(Excerpted passage)

But she was eternally naïve, she wanted to be loved and she wanted to help people, and she gave everything, over and over, not just to stray cats, and homeless women and the men she let in her heart and home until once again her mental issues chased them away. She picked up people from anywhere and when she was used and abused, she did it again. This life tested her and has finally left her. 

I’m so sorry, that it wasn’t easier for her, but I’m grateful for the way she opened her door and her heart and welcomed me into her family. 

Thursday, March 17, 2022

Dad, as I knew him when I was a child.

 
This year I got a gift, which is also a challenge. It is a year of writing the answers to Storyworth questions  which will be assembled in a book after a year 
 
Paul Edward Miller was 27 when I was born. He had survived a stint in the Army as a Morse code operator in Manila. He had relocated from the Pittsburgh, PA area where he had been one of the youngest of more than a dozen siblings and nieces and nephews raised jointly by his Dad, Brother-in-law and oldest sister after his mother died when he was 7. He married my mom, and they had a difficult time conceiving and then had miscarried a baby boy before I showed up in the 4th year they were together.

(End Excerpted passage)

*Prompt A:*
Sum up the excerpted passage in two sentences.
*Prompt B:*
According to the excerpted passage, who raised Paul Edward Miller and his siblings, nieces and nephews after his mother died? List all of them.
*Prompt C:*
Does each statement agree with the excerpted passage? Answer yes or no for each, and quote the words of the passage that decide it.
(i) Paul Edward Miller served in the Army as a Morse code operator in Manila.
(ii) Paul Edward Miller's mother died when he was 12.
(iii) The writer was born in the couple's second year together.

(Provided information)

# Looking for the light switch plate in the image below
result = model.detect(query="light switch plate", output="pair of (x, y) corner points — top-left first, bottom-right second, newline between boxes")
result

(End Provided information)
(Provided information)

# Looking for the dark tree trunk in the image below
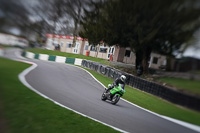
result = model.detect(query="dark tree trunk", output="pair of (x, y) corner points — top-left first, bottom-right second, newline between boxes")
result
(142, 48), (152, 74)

(End Provided information)

*Output A:*
The excerpted passage first describes a woman who kept giving to stray cats, homeless women and men, even after being used and abused, and the writer is grateful that she welcomed the writer into her family. An entry dated Thursday, March 17, 2022 then says the writer got a year of Storyworth questions as a gift and begins describing Paul Edward Miller, who was 27 when the writer was born.

*Output B:*
- his Dad
- his Brother-in-law
- his oldest sister

*Output C:*
(i) Yes: "He had survived a stint in the Army as a Morse code operator in Manila."
(ii) No: "after his mother died when he was 7."
(iii) No: "before I showed up in the 4th year they were together."